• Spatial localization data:
%%

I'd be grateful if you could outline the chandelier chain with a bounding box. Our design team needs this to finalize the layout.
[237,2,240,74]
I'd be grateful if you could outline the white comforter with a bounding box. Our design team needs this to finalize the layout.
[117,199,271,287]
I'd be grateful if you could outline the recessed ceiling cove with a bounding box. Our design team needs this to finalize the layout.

%%

• Exercise requirements: Could you copy out the data in full, exactly as it is written?

• Answer area:
I'd be grateful if you could outline the chandelier chain with a bounding box. Our design team needs this to finalize the layout.
[237,2,240,74]
I'd be grateful if you could outline the white comforter with a bounding box. Our design team needs this to finalize the layout.
[117,199,271,287]
I'd be grateful if you could outline the recessed ceiling cove with a bounding box. Our design team needs this to finalize the layout.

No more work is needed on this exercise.